> _MATERIAL TO PROCESS_
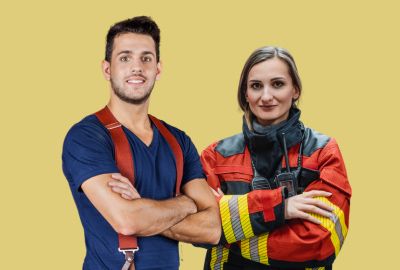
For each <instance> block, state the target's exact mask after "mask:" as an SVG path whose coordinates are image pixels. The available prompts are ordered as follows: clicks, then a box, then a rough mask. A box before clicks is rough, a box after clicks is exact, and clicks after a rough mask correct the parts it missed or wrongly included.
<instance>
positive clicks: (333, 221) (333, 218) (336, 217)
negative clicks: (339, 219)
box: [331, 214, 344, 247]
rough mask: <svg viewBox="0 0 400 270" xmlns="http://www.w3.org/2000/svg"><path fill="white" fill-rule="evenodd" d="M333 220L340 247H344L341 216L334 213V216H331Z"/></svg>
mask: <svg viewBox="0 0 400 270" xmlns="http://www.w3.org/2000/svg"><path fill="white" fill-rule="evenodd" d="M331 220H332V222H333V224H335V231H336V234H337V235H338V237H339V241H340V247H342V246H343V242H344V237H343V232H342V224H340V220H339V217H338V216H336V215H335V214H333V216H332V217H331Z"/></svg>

---

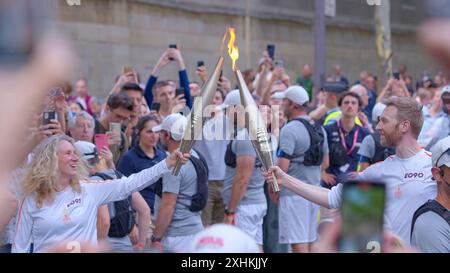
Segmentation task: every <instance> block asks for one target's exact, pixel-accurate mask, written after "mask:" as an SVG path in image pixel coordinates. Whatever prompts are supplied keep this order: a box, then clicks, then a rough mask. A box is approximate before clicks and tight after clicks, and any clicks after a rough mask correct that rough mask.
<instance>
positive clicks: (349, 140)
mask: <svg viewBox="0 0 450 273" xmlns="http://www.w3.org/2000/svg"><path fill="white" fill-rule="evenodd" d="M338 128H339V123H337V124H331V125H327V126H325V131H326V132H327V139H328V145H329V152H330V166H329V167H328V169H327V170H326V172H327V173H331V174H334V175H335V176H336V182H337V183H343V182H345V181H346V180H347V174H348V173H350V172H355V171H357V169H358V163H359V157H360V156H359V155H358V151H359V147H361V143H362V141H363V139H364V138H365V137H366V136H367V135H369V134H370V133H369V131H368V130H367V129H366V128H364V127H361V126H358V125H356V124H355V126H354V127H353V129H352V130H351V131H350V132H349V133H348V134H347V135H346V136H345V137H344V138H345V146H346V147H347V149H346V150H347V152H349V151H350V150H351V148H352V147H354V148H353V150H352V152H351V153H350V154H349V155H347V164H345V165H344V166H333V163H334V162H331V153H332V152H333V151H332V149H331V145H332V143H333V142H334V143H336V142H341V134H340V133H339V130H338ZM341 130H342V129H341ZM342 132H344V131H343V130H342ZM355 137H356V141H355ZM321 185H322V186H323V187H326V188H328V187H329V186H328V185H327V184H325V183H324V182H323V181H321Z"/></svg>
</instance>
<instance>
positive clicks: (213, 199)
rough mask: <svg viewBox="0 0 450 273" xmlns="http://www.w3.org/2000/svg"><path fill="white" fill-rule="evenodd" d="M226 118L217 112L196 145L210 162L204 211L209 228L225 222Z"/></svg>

* * *

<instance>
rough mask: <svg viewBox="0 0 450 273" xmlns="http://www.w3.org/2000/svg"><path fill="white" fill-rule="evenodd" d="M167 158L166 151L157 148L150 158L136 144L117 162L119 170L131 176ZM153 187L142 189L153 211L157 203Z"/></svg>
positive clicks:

> _TASK DESCRIPTION_
Rewrite the data from the line that contains "For each <instance>" through the line that contains "box: [331, 214, 344, 247]", with "negative clicks" changed to "negative points" and everything else left unchanged. Give back only those lines.

> _OUTPUT OF THE TASK_
For each <instance> block, state the target's exact mask after "mask:" as an SVG path whose coordinates are image pixels. The available prompts are ordered as follows: clicks, then a box, then a rough mask. A box before clicks is rough, a box after clicks is exact, and clicks after a rough mask correct the parts it missed or wrongly included.
<instance>
positive clicks: (333, 221) (333, 218) (336, 217)
negative points: (339, 219)
box: [331, 214, 344, 247]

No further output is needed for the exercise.